Work instructions: Write out the material below word for word, leaving out the pictures.

Coordinate annotation entries:
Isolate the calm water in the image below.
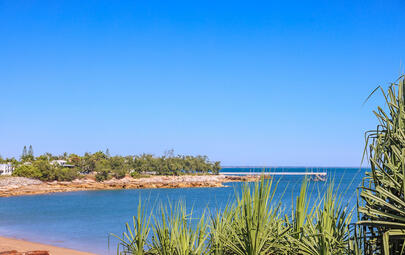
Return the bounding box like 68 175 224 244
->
0 168 365 254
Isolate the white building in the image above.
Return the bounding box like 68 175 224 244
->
0 163 14 175
51 159 74 167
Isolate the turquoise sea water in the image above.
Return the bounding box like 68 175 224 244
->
0 168 365 254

Worked solution:
Isolate the calm water in the image below.
Return the bounding box like 68 175 224 244
->
0 168 365 254
Isolate the white building in the image above.
Return the bounding box like 68 175 224 244
->
0 163 14 175
51 159 74 167
Isolate the turquoise sea water in the image above.
Return the bounding box like 68 175 224 244
->
0 168 365 254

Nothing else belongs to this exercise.